[Annotation data with point coordinates]
☆ ☆ ☆ ☆ ☆ ☆ ☆

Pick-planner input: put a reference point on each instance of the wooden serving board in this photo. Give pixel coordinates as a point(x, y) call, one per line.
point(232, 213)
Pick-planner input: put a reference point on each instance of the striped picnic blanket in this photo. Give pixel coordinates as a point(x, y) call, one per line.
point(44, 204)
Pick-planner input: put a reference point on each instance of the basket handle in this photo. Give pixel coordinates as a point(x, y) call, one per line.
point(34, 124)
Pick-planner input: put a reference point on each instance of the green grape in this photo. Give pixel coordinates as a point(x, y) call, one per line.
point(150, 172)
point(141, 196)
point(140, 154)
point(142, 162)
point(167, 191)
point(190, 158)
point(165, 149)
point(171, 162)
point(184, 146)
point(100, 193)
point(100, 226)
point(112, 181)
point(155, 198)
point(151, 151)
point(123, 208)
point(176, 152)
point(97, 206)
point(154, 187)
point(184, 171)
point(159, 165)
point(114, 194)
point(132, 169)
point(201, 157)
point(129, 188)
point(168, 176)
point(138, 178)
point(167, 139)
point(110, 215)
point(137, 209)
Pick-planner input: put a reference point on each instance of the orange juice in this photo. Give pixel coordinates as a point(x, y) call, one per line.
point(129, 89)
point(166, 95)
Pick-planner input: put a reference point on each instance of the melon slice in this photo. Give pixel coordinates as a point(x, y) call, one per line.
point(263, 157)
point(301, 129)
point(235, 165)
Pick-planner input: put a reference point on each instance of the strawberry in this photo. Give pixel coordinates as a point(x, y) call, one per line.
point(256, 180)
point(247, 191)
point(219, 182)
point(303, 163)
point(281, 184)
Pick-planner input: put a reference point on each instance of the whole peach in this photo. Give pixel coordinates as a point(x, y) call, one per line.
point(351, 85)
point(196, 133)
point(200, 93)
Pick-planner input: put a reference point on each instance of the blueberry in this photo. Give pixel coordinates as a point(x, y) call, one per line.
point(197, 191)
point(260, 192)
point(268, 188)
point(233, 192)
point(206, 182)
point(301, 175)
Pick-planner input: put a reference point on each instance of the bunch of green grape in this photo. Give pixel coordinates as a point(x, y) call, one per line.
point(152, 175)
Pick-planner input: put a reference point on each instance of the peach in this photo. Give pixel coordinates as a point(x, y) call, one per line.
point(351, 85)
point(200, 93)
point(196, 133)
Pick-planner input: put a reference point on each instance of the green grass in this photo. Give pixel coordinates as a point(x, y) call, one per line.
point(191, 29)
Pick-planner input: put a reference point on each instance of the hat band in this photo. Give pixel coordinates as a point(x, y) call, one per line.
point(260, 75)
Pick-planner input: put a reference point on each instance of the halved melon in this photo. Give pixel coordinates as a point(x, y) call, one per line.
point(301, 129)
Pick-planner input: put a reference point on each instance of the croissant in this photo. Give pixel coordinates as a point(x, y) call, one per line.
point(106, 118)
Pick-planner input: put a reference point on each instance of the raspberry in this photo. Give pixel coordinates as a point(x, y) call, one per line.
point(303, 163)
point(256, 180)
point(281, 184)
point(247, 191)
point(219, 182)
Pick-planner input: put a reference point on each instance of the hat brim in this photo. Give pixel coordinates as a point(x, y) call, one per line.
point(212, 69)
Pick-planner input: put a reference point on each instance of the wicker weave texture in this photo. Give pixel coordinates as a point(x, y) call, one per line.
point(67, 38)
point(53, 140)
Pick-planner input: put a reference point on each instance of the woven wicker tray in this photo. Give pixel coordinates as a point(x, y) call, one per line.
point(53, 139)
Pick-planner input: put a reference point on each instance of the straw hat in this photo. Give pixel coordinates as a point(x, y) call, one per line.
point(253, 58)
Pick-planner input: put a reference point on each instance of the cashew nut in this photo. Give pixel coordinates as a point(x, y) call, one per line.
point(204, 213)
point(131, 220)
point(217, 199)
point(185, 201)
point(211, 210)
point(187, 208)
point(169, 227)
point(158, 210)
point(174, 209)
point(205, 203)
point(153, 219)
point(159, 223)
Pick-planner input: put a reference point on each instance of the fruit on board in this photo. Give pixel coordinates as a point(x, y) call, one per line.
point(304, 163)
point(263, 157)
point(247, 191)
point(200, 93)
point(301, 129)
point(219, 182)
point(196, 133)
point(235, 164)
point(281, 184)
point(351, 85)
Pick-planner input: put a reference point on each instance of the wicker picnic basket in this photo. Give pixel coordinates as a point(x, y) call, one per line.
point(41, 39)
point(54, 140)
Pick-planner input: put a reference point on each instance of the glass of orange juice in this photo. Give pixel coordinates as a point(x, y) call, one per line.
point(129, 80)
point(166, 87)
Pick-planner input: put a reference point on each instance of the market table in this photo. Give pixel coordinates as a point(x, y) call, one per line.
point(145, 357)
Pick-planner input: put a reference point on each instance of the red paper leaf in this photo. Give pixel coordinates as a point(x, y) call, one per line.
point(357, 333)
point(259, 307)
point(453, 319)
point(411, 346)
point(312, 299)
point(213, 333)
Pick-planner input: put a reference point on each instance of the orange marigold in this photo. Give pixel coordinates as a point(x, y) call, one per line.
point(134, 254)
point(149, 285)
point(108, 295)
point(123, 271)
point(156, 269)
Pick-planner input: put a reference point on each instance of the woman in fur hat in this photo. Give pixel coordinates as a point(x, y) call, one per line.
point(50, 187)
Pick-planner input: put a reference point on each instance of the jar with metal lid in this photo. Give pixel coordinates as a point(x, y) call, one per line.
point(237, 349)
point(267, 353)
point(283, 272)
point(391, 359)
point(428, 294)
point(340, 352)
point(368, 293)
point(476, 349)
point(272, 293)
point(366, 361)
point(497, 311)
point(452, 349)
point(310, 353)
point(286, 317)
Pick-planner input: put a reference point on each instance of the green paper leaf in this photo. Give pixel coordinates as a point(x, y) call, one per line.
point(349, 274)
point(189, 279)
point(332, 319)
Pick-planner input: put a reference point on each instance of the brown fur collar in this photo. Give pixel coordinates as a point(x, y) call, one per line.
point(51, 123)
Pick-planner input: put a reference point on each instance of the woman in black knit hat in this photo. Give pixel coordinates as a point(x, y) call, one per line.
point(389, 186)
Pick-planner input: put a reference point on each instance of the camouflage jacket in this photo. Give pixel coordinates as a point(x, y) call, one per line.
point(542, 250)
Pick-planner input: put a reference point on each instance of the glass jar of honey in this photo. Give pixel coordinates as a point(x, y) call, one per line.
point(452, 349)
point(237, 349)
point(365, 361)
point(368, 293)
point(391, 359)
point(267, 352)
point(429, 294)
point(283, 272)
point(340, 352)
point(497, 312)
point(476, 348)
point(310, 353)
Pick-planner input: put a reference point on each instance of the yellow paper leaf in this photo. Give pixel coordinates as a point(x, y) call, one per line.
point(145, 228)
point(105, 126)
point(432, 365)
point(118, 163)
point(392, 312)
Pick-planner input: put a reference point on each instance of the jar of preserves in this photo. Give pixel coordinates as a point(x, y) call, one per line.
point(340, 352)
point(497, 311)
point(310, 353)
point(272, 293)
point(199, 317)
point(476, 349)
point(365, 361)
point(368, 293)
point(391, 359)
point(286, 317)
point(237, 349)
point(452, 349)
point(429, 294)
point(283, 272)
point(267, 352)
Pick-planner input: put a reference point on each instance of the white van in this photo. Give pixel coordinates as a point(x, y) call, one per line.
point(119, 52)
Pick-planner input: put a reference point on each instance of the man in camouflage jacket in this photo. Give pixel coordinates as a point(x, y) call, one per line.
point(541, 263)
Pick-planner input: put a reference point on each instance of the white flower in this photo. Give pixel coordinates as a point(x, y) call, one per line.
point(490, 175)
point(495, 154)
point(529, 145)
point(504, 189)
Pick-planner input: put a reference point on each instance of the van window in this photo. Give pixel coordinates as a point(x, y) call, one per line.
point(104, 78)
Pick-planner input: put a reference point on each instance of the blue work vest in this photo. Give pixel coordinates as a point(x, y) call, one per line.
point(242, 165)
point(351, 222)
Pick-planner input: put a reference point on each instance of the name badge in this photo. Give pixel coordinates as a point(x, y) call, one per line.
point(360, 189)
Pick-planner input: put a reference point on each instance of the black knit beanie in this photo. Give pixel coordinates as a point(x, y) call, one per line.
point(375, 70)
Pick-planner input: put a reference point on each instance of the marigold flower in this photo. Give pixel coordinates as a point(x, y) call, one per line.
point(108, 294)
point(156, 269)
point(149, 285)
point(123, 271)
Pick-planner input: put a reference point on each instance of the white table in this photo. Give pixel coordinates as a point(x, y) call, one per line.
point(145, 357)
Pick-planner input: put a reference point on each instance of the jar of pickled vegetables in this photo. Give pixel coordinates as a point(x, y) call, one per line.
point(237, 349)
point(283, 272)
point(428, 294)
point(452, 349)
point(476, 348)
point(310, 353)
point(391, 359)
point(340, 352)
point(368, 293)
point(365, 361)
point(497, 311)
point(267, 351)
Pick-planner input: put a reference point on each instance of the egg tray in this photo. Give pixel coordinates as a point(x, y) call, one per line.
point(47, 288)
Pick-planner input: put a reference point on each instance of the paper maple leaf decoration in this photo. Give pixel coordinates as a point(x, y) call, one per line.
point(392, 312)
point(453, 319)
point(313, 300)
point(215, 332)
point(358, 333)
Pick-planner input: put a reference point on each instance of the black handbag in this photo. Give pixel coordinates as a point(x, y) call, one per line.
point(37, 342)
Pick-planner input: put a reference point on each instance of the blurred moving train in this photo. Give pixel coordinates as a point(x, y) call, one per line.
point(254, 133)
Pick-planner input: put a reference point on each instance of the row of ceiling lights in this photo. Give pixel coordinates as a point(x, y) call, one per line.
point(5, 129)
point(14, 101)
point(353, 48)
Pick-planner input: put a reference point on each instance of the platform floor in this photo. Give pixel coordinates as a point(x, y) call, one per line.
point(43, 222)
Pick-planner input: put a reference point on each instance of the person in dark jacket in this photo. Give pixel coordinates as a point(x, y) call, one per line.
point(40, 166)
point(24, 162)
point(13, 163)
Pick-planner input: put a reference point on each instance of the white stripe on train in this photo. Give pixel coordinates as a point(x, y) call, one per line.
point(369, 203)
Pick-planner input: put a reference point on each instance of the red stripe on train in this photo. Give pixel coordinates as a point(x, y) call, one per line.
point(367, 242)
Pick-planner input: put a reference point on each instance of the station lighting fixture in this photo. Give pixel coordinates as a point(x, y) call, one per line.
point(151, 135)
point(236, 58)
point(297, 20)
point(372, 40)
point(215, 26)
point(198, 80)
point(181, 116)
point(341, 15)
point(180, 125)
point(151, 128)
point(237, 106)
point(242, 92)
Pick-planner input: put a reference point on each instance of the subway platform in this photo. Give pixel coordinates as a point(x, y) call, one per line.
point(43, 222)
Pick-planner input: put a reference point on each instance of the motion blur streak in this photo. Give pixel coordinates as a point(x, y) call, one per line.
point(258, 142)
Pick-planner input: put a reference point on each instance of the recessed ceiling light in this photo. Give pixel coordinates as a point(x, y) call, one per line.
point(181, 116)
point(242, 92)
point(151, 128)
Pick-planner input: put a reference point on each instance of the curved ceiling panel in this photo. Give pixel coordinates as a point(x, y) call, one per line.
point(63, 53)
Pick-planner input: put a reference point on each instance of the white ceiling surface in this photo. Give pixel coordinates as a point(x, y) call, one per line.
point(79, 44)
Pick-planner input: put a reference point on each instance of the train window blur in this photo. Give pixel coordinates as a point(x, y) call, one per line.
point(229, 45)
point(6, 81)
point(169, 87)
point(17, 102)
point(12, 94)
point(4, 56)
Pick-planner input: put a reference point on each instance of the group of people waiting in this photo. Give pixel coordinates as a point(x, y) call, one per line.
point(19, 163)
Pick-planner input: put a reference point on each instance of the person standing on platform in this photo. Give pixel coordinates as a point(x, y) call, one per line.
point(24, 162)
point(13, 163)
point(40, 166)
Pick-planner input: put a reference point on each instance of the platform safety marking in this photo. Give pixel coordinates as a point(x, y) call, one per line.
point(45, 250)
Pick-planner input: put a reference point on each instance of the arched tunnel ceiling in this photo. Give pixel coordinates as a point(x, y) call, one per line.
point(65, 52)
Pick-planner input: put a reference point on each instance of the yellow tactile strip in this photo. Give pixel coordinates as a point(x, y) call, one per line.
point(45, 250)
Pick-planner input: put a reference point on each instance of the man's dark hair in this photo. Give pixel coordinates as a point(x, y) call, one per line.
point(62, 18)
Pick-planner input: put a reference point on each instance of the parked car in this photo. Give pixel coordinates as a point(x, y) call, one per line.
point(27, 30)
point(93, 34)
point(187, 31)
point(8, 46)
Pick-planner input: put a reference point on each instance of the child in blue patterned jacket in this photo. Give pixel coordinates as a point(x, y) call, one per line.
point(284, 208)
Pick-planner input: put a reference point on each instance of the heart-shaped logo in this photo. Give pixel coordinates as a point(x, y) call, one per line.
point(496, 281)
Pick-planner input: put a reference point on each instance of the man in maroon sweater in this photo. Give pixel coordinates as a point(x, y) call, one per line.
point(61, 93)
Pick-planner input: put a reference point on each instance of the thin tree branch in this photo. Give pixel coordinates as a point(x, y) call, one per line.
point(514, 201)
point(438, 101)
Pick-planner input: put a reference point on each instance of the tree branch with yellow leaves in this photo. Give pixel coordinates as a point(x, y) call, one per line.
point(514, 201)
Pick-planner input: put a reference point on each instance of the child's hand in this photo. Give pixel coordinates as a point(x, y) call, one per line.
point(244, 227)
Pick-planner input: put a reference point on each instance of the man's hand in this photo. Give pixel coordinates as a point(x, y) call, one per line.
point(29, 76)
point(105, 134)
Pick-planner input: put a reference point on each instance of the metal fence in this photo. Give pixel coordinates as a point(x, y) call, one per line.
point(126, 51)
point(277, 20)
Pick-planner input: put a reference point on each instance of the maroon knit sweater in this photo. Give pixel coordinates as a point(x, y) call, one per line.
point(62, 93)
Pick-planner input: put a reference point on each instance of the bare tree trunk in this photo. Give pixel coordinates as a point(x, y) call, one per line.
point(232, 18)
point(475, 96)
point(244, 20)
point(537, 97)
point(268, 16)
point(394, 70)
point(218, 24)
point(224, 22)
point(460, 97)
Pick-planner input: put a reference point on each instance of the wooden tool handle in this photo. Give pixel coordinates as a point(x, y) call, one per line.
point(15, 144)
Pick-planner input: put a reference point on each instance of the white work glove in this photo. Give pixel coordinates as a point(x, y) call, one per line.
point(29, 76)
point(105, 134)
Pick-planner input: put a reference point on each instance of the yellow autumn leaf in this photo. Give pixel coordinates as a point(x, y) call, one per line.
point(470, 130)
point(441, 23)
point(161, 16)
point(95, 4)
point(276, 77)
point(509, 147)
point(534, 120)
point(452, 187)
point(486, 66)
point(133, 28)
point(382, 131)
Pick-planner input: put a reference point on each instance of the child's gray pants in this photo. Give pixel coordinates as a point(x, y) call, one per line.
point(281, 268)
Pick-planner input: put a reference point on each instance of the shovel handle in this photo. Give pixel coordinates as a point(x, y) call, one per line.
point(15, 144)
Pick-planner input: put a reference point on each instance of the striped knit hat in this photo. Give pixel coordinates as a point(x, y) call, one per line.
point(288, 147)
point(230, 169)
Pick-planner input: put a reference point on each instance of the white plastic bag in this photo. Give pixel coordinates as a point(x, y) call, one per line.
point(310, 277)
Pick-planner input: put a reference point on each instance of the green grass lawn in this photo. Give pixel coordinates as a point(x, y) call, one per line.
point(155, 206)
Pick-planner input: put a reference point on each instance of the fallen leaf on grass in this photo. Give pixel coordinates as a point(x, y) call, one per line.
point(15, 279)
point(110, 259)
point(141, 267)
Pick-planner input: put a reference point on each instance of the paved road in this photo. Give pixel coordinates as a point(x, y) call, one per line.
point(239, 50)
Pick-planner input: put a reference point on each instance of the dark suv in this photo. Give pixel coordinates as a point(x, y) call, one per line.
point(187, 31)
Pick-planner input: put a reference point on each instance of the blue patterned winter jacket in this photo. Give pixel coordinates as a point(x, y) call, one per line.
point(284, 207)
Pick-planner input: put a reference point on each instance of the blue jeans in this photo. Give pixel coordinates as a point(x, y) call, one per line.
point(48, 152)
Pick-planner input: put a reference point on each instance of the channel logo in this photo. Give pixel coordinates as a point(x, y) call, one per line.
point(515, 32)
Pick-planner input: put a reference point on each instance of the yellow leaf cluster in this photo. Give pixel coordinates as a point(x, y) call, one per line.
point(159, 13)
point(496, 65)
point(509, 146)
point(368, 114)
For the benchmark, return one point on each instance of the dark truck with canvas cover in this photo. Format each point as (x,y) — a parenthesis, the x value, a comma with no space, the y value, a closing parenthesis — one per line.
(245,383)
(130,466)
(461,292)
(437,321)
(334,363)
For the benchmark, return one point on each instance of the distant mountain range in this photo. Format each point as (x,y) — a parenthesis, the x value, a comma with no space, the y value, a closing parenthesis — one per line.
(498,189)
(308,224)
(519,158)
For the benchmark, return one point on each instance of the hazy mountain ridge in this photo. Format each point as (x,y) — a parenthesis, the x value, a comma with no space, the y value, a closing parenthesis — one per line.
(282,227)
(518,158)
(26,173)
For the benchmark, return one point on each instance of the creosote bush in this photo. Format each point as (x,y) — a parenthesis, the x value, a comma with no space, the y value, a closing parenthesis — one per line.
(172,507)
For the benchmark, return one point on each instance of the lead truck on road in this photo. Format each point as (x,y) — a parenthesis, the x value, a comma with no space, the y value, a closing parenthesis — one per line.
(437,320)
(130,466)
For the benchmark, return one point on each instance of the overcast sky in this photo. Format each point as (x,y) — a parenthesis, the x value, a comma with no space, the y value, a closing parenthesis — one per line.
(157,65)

☆ ☆ ☆ ☆ ☆ ☆ ☆

Reproduce the material from its start through the line holding "point(137, 209)", including that line, with every line unchanged.

Pick-planner input: put a reference point on each instance of the wooden serving board in this photo. Give pixel coordinates as a point(x, y) call, one per line.
point(232, 213)
Pick-planner input: put a reference point on each instance of the striped picnic blanket in this photo. Give pixel coordinates as a point(x, y) call, one per line.
point(44, 204)
Pick-planner input: put a reference point on each instance of the basket handle in this photo. Give pixel coordinates as a point(x, y) call, one per line.
point(34, 124)
Pick-planner input: put a reference point on each instance of the green grape in this photo. Give pixel coordinates as a point(x, y) call, one per line.
point(150, 172)
point(141, 196)
point(140, 154)
point(142, 162)
point(167, 191)
point(190, 158)
point(165, 149)
point(171, 162)
point(184, 146)
point(100, 193)
point(100, 226)
point(112, 181)
point(155, 198)
point(151, 151)
point(123, 208)
point(176, 152)
point(97, 206)
point(154, 187)
point(184, 171)
point(159, 165)
point(114, 194)
point(132, 169)
point(201, 157)
point(129, 188)
point(168, 176)
point(138, 178)
point(167, 139)
point(110, 215)
point(137, 209)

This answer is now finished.